**Text block:**
BEGIN

Fr. Adolphe Guy Khasa, sx

Oct 16, 2017
887

“I must not omit to confess to you the reasons why I was so persuaded, because in them your deep, secret providence was at work, and your ever-present mercy, and these are to be pondered and proclaimed…”

– Saint Augustine, The Confessions.

On the first of the month of October 2016, a Memorial Day of Saint Thérèse of the Child Jesus, Doctor of the Church and Patron of Mission, at noon time I stepped my feet for the first time on the land of Sierra Leone. This year the first day of October happened to be a Sunday, the twenty-sixth of ordinary time and this Sunday’s gospel reading (Mt 21:28-32) offers food for thought and meditation as I commemorate my arrival and celebrate one year of presence in this country.“Which of the two did his father’s will?, asks Jesus.” Is it the elder son or the younger one? With this in mind, I share about my going to mission.

 

My memory harks back on the thirty days retreat. Before everything, there was a prospect of being assign to Africa though no mention was made of Sierra Leone even from those entitled to inquire about our preferences. It did not cross my mind, neither. There was a suggestion for me to work in another place and for two years I fed my imagination with the thought that that was the only place I could work; though at the end, it became obvious to me that it was a choice that I would have to reconsider owing to some reasons. Since everything was still on the level of suggestions and considerations, I left it to the care of the Holy Spirit; though I included it as well in my prayers over the thirty days retreat.

END

**Exercise 1:** Please copy the reflection from "Oct 16, 2017" to "going to mission.", swapping "October" for "November".
**Exercise 2:** According to the reflection, when did the writer first set foot in Sierra Leone?
You can set the records aside; they aren't needed here.

**Source data:**
BEGIN

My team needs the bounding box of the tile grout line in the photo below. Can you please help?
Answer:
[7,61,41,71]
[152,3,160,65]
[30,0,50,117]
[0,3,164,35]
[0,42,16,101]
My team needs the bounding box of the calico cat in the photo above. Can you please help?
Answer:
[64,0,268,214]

END
BEGIN

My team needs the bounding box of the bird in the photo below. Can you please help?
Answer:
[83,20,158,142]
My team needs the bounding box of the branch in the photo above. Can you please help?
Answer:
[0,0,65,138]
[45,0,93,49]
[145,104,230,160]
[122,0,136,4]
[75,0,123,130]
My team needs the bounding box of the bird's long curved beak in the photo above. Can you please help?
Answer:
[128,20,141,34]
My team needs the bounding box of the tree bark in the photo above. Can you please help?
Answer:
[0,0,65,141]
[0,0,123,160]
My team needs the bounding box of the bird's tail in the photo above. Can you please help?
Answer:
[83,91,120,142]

END
BEGIN

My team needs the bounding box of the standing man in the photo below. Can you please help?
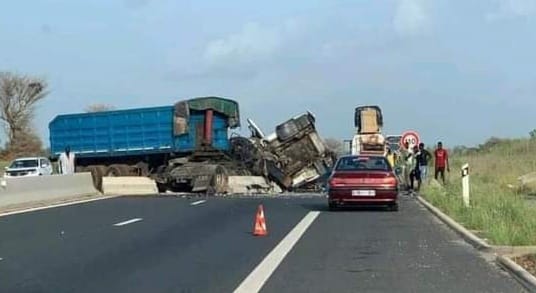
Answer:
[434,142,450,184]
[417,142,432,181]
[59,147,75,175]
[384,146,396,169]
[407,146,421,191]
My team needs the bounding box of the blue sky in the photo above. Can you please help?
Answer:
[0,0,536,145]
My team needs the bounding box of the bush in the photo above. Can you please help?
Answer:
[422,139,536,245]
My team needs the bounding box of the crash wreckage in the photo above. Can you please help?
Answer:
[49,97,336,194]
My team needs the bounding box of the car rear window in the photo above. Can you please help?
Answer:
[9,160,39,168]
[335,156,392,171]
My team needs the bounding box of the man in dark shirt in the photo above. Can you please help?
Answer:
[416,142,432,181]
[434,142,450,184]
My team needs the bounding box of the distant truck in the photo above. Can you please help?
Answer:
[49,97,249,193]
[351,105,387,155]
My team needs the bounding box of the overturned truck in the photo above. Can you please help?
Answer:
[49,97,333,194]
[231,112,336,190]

END

**Task solution 1:**
Oct 16, 2017
887

“I must not omit to confess to you the reasons why I was so persuaded, because in them your deep, secret providence was at work, and your ever-present mercy, and these are to be pondered and proclaimed…”

– Saint Augustine, The Confessions.

On the first of the month of November 2016, a Memorial Day of Saint Thérèse of the Child Jesus, Doctor of the Church and Patron of Mission, at noon time I stepped my feet for the first time on the land of Sierra Leone. This year the first day of November happened to be a Sunday, the twenty-sixth of ordinary time and this Sunday’s gospel reading (Mt 21:28-32) offers food for thought and meditation as I commemorate my arrival and celebrate one year of presence in this country.“Which of the two did his father’s will?, asks Jesus.” Is it the elder son or the younger one? With this in mind, I share about my going to mission.

**Task solution 2:** At noon on the first of October 2016, the Memorial Day of Saint Thérèse of the Child Jesus.